* _DOCUMENTO DE ORIGEM_:
-=-=-

Foi uma eleição moldada pela Lava-Jato. A operação prestou bom serviço ao combater a corrupção, mas exagerou no ativismo e desorganizou o sistema político, a exemplo do que ocorreu na Itália com a Mãos Limpas. Lá, o resultado foi o populismo clownesco de Silvio Berlusconi. Por aqui, vem sendo Bolsonaro.


Míriam Leitão: Agora será a hora de buscar o centro

Ganhará quem fizer o mais vigoroso e convincente movimento para construir pontes; Haddad deu o primeiro passo

O eleitor falou. Deu uma grande vantagem a Jair Bolsonaro, mas a disputa continua no segundo turno. Ganhará quem fizer o mais vigoroso e convincente movimento para o centro. Tanto Jair Bolsonaro, que sai com grande vantagem na largada, quanto Fernando Haddad têm muito a caminhar.

-=-=-

* _TRECHOS DA LISTAGEM_:
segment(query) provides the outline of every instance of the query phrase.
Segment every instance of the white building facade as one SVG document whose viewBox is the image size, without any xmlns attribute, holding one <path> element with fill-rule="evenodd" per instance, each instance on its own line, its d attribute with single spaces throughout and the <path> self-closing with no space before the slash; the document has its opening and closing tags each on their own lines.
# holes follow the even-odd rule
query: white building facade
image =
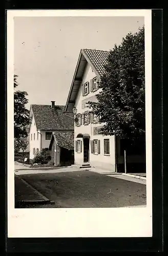
<svg viewBox="0 0 168 256">
<path fill-rule="evenodd" d="M 96 101 L 96 95 L 100 90 L 98 89 L 100 74 L 88 59 L 90 53 L 87 51 L 81 51 L 66 106 L 67 112 L 72 112 L 74 105 L 77 110 L 78 122 L 75 123 L 74 127 L 75 163 L 79 165 L 88 163 L 92 167 L 114 172 L 115 137 L 100 134 L 99 128 L 103 124 L 98 123 L 98 117 L 89 113 L 90 110 L 87 104 L 89 101 Z M 101 51 L 97 51 L 96 53 L 102 58 L 108 54 L 108 52 Z"/>
</svg>

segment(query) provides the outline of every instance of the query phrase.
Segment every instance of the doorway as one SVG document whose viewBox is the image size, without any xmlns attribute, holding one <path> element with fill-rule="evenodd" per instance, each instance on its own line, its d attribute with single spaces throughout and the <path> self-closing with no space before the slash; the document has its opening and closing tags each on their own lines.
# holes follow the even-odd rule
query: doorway
<svg viewBox="0 0 168 256">
<path fill-rule="evenodd" d="M 83 162 L 89 162 L 89 139 L 83 138 Z"/>
</svg>

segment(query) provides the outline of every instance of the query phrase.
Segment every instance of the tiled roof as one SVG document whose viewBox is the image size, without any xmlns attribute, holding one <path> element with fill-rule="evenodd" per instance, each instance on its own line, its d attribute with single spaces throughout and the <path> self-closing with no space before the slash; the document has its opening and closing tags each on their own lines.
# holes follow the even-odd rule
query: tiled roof
<svg viewBox="0 0 168 256">
<path fill-rule="evenodd" d="M 107 63 L 107 59 L 110 52 L 100 50 L 84 49 L 82 51 L 86 55 L 92 65 L 100 75 L 104 72 L 104 65 Z"/>
<path fill-rule="evenodd" d="M 54 137 L 58 145 L 67 148 L 74 150 L 74 134 L 66 133 L 53 133 Z"/>
<path fill-rule="evenodd" d="M 31 105 L 37 129 L 39 130 L 74 130 L 73 118 L 65 115 L 64 105 Z M 73 113 L 67 113 L 74 117 Z"/>
</svg>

-=-=-

* _CONJUNTO DE TAREFAS_:
**1.** Quais linhas da listagem contêm a palavra "doorway"? Extraia todas elas, sem nenhuma alteração.
**2.** Prossiga com o texto sobre a eleição, começando logo depois da última frase apresentada.
O texto sobre a eleição e a listagem vêm de fontes distintas.

* _OS RESULTADOS_:
**1.**
Segment every instance of the doorway as one SVG document whose viewBox is the image size, without any xmlns attribute, holding one <path> element with fill-rule="evenodd" per instance, each instance on its own line, its d attribute with single spaces throughout and the <path> self-closing with no space before the slash; the document has its opening and closing tags each on their own lines.
query: doorway

**2.**
O candidato do PT deu o primeiro passo para a construção da ponte falando em um unir os “democratas do Brasil” e os que “se preocupam com os direitos humanos". Na mesma hora, falando aos seus seguidores pela mídia social, o candidato do PSL levantou de novo dúvida sobre a urna eletrônica, disse que o que está em jogo é a operação Lava-Jato, criticou a imprensa e afirmou que é preciso evitar a volta do PT ao governo. “Não podemos continuar flertando com o comunismo e o socialismo”.

Bolsonaro, apesar da sua clara vantagem e da onda conservadora que correu ontem o país, precisará atenuar o tom ofensivo a todas as minorias. Haddad, que larga em grande desvantagem, precisará desesperadamente do apoio de outras forças. Ontem, recebeu já um sinal de Ciro Gomes, que declarou que será “ele não”, porque combateu “sempre a favor da democracia e contra o fascismo”.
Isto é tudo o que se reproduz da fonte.